As Polonius said: ‘to thine own self be true,
And it must follow, as the night the day,
Thou canst not then be false to any man.’ (Or woman.)

The Top 12 books I have read this year

As 2015 draws to a close, it is a time for reflection. In that spirit, here is a countdown of the top 12 books that I have read in the past year, out of at least a hundred! Note: they need not necessarily have been published in 2015, and certainly haven’t been read in this order.

As a writer, I find each and every one of these authors inspirational. They have all, in different ways, shaped my thinking about what good writing, especially good literature, consists of.



12. Colm Tóibín Brooklyn

Clever and profound, Tóibín’s novel is about Irish immigration to the United States. It is subtle, sensitive and thought-provoking.

11. Hillary Mantell Bring Up The Bodies

Hillary Mantell is an author whose historical writing cannot be beaten for the sheer intelligence, the knowledge and her ability as a storyteller. Having been sceptical about historical novels, as a genre, before I read ‘Bring Up The Bodies,’ I can see why Mantell has so many prestigious awards to her name.

10. Manda Scott Into The Fire

I do not normally read detective-style stories, but the clever juxtaposition of the protagonist and Joan d’Arc made this story worthwhile and enthralling. Scott’s narrative cracks a great pace.

9. Lyndall Gordon Lives Like Loaded Guns: Emily Dickinson

Gordon gives us a real insight into one of the most enigmatic characters in the history of poetry. He enables us to understand Emily Dickinson and the motivation behind her poems.

8. Joseph Pierce Solzhenitsyn: A Soul in Exile

A fascinating background into one of the greatest Russian writers, ‘A Soul in Exile’ . I never realised Solzhenitsyn had such a sense of humour.

7. Sunjev Sahora The Year of the Runaways

A deep and poignant story, which creates characters whose lives I could not possibly have understood, had I not read this novel. Not only a great read, but an important one, too.

6. Dave Boling Guernica

Boling mixes the fact of the bombing of Guernica during the  Spanish Civil War with a fictional narrative about a Basque family, affected by the Franco regime. Tenderly characterised and beautifully brought to life.

5. Matt Haig Reasons to Stay Alive

A very important book by a very talented writer. I met Matt on my MA course earlier this year and he is a genuine inspiration. ‘Reasons to Stay Alive’ banishes the myths and the stigmas of mental illness and shows how one person’s triumph led to brilliant writing. This book should be on school reading lists.
● ● ● ● ● ● ●
** WHAT TO DO **
Write the next part of the book countdown, starting after the entry for "Reasons to Stay Alive." The items after the book countdown have nothing to do with it.

** DATASET EXCERPTS **
● ● ● ● ● ● ●
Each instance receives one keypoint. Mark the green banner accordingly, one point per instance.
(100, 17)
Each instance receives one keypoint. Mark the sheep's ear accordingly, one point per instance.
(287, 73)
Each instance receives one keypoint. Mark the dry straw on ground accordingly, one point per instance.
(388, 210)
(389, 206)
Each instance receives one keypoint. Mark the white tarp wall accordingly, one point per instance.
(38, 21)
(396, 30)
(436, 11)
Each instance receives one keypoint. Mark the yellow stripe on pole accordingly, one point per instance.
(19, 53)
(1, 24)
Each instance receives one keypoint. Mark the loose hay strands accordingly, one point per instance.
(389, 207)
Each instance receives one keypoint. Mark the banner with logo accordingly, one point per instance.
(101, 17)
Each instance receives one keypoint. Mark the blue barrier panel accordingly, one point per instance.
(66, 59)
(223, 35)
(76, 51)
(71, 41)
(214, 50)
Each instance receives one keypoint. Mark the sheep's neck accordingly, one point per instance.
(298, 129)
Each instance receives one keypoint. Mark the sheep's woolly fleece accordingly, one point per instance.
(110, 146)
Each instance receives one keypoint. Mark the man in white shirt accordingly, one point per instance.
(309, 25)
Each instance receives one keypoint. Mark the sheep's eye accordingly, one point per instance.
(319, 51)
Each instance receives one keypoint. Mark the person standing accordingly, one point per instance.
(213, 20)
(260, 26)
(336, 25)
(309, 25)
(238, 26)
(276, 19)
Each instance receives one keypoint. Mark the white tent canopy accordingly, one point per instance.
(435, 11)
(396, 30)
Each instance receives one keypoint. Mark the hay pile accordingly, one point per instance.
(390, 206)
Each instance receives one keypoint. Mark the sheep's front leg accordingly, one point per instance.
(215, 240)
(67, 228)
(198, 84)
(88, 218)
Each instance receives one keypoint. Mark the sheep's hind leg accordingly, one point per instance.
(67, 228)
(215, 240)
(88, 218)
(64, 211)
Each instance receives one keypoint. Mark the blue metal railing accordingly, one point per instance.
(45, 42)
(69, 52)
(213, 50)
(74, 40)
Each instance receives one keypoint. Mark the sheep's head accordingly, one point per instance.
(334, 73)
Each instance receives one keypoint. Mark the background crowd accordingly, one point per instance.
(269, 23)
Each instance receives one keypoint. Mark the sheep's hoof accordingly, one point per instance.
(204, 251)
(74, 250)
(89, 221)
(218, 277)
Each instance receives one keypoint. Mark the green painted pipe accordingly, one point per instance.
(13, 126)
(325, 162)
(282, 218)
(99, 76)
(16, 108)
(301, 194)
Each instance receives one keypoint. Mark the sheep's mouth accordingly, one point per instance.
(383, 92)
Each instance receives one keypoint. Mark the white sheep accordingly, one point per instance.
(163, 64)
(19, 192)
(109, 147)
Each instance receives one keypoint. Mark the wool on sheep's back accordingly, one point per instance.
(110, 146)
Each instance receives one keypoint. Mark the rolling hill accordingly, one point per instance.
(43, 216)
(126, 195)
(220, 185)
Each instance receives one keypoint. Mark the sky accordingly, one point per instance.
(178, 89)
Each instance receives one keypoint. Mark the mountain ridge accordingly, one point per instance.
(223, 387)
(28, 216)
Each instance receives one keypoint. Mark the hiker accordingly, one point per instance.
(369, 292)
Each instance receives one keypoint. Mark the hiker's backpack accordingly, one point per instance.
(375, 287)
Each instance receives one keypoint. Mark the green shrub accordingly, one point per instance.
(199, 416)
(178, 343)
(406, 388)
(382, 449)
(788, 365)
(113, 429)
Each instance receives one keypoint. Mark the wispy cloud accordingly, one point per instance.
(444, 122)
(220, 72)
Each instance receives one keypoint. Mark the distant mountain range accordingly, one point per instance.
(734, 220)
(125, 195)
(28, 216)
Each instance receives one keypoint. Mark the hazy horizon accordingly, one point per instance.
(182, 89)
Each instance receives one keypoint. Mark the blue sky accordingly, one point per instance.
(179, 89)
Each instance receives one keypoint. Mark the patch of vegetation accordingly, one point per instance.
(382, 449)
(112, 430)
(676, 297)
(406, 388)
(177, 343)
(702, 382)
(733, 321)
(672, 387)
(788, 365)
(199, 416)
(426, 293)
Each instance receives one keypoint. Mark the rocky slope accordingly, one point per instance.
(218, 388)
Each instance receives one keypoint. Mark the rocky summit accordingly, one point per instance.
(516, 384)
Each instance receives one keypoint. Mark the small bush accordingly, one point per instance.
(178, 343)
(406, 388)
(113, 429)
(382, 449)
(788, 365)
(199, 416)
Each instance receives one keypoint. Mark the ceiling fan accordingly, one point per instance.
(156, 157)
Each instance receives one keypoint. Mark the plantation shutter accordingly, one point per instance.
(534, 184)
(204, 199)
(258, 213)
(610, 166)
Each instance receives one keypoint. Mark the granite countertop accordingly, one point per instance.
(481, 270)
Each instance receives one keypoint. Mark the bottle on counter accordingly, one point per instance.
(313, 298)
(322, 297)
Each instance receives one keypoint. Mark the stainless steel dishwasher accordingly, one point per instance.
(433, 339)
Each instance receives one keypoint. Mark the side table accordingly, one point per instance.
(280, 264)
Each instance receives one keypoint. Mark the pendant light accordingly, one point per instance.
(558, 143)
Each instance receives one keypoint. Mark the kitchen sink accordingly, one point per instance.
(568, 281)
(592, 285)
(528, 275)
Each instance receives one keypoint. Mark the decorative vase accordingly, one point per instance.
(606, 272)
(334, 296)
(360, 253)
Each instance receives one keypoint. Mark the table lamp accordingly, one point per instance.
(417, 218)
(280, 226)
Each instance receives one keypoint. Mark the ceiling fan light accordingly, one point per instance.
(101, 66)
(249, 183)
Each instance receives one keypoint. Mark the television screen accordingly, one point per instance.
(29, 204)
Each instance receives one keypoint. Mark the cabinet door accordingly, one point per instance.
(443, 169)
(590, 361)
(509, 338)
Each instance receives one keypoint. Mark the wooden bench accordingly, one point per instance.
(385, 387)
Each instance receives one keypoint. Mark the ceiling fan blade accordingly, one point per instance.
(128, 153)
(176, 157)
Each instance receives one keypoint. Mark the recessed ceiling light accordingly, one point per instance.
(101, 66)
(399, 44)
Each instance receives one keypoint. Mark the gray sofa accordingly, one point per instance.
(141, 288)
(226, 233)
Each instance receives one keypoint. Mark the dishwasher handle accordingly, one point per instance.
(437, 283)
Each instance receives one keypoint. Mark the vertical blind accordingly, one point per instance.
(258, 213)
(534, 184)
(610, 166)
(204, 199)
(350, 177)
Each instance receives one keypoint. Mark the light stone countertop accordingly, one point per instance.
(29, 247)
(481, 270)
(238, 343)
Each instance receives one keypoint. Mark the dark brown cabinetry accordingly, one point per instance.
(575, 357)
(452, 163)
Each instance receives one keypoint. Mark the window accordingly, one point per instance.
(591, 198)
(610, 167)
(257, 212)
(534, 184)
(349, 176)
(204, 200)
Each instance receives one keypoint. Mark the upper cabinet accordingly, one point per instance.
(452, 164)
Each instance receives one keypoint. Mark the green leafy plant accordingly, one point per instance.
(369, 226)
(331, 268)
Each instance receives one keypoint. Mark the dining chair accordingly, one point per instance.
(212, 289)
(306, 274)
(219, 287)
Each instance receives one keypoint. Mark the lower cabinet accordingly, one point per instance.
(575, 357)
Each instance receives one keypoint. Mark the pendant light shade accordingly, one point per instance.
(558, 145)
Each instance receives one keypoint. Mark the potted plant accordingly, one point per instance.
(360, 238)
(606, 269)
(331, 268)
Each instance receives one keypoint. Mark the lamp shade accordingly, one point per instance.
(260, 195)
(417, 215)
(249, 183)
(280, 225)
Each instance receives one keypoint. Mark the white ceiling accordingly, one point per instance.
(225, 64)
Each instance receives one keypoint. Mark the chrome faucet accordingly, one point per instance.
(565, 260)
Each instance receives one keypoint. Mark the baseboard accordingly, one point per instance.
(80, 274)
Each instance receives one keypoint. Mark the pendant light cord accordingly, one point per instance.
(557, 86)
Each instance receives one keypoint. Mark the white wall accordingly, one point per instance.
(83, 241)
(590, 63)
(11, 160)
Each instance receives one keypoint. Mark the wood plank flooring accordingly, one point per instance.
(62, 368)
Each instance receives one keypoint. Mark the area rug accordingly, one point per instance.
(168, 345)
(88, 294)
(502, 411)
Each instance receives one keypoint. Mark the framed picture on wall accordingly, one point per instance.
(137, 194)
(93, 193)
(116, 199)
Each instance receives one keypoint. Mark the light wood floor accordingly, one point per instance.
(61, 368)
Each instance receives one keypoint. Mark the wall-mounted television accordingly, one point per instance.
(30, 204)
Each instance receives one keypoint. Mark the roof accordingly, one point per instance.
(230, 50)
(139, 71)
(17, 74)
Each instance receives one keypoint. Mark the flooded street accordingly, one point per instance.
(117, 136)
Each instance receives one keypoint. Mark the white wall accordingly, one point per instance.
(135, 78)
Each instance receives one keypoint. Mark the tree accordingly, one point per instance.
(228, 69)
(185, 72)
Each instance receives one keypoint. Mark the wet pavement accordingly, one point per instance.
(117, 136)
● ● ● ● ● ● ●
** RESPONSE TO THIS EXERCISE **
4. Sarah Winman A Year of Marvellous Ways

A beautiful and poetic novel, the central character being an 89-year-old Cornish woman, who demonstrates physical strength and self-sufficiency, and tells a gripping and impactful story about her past to a young man with much to learn. I met Sarah in a Waterstone’s in Truro, and love both of her books. She is an inspirational writer.

3. Patrick Gale A Place Called Winter

This is a profound book, which tells the story of the protagonist in flashbacks. The central character, Harry Cane, is banished to a life of hardship in Canada. The harsh backdrop is a stunning metaphor for Harry’s coming to terms with his needs, his lifestyle and his past.

2. Paul Kingsnorth The Wake

‘The Wake’ is one of the most important books any writer can read. It shows how a determined writer, who believes in what he writes, can triumph in the writing of something entirely original and innovative. ‘The Wake’ is set in 1066 and written in a language which Kingsnorth calls a ‘shadow tongue,’ a version of auld English updated for accessibility to modern readers. It is post-apocalyptic, bloody, bold and breathtaking.

1. Roddy Doyle The Guts

Roddy Doyle is the master at writing bittersweet stories. He is the master of evoking characters we can love for their honesty and he puts them in a setting where we cannot help but admire their vulnerable humanity. ‘The Guts’ is a continuation of ‘The Commitments’ in which Jimmy Rabbitte has bowel cancer. The story deals with Jimmy’s life and his desperate need to survive after he realises he is ill. No-one creates tenderness and bravery through humour in their characters quite like Roddy Doyle can. You will laugh, you will empathise and you will share in the unfolding tragedy.